EXERCISE PASSAGE:
____

Pro Max 5x quota exhausted in 1.5 hours despite moderate usage

Relevant because it concerns Claude Code’s billing/quota mechanics, cache TTL behavior, hidden context overhead from skills and MCPs, and practical mitigation steps like version rollback and settings changes. The discussion also highlights competitive pressure from alternative coding assistants and the operational impact of regressions on developer workflows.

The most useful explanation from practitioners is not just cache TTL. It is cache TTL plus session bloat.

According to the HN thread summary, commenters repeatedly pointed to installed skills, MCP servers, and other hidden session context as token overhead that users do not see in the main prompt. The fresh follow-up makes the same point more bluntly: the 5 minute TTL compounds the cost of every extra bit of background context because idle time stops being cheap.

That framing also explains why complaints sound inconsistent across users. Someone running a minimal setup can have a very different burn profile from someone whose Claude Code instance is carrying a pile of skills, monitors, MCP tools, and long-lived repo context.

2.1.105 patch

Anthropic's April 13 patch is Christmas come early for terminal-tooling nerds. The official v2.1.105 release notes are mostly a cleanup sprint, but the fixes land right on the pain users were posting about all weekend.

____

PROVIDED RECORDS:

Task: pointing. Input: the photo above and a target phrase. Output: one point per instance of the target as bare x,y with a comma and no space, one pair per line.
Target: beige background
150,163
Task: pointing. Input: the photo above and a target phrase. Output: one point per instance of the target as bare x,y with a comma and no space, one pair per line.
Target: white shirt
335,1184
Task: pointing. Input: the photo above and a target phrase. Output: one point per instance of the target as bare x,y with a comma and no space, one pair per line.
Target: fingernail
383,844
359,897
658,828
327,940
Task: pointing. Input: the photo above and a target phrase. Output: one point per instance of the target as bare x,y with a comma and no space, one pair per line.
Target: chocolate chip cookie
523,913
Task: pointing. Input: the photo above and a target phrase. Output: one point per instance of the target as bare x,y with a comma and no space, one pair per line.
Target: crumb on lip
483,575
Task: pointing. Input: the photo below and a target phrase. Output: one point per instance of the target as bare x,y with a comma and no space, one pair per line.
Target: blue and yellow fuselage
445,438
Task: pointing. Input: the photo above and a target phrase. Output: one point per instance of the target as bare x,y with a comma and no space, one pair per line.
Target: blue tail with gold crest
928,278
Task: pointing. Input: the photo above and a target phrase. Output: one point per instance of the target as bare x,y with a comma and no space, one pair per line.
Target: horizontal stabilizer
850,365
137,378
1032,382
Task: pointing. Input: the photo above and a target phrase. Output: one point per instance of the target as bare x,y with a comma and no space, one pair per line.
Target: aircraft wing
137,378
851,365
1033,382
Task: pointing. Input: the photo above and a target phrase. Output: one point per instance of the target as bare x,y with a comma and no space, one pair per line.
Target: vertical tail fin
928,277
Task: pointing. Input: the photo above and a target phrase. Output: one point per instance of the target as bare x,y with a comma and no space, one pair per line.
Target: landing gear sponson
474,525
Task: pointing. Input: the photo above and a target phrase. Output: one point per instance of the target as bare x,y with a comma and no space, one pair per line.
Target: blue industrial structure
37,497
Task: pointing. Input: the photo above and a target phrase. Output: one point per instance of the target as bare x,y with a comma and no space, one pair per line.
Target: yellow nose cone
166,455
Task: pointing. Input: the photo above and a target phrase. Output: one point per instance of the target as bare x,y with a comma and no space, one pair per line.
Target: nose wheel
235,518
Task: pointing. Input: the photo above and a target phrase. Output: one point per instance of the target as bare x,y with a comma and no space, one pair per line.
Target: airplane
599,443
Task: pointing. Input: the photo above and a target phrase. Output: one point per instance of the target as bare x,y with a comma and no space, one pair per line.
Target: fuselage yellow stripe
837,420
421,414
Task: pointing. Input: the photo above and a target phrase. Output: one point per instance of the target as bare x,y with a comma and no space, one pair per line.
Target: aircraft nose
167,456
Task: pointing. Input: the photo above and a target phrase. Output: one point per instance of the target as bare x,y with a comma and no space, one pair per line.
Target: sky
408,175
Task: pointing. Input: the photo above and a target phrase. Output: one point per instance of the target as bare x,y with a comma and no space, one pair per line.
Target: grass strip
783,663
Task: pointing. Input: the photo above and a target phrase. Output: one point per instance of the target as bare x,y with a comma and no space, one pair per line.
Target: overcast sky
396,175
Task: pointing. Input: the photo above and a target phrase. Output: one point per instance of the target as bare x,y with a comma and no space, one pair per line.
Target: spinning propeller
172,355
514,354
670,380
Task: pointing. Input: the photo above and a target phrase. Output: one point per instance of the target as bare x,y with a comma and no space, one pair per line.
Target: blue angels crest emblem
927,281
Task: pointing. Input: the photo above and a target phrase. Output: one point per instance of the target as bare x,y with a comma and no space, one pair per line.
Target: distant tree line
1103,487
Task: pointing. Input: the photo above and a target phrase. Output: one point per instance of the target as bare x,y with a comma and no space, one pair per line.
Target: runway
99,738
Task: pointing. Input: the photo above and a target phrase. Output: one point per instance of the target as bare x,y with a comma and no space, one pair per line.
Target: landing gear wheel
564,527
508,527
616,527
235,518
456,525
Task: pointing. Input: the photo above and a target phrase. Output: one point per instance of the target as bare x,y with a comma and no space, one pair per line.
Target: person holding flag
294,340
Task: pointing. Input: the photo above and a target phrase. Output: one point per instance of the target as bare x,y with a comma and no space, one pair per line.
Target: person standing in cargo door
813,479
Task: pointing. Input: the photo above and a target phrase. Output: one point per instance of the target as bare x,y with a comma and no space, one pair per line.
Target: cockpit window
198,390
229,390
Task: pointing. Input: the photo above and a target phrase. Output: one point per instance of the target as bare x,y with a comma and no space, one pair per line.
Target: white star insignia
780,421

____

QUESTIONS TO ANSWER:
- a) Write out the part of the Claude Code quota passage starting with "Pro Max 5x quota" and going on through "plus session bloat.".
- b) According to the Claude Code quota passage, what can a heavier user's Claude Code instance be carrying? List every item it names.
The rows have no connection to the Claude Code quota passage.

OUTPUTS IN ORDER:
- a)
Pro Max 5x quota exhausted in 1.5 hours despite moderate usage

Relevant because it concerns Claude Code’s billing/quota mechanics, cache TTL behavior, hidden context overhead from skills and MCPs, and practical mitigation steps like version rollback and settings changes. The discussion also highlights competitive pressure from alternative coding assistants and the operational impact of regressions on developer workflows.

The most useful explanation from practitioners is not just cache TTL. It is cache TTL plus session bloat.

- b)
- skills
- monitors
- MCP tools
- long-lived repo context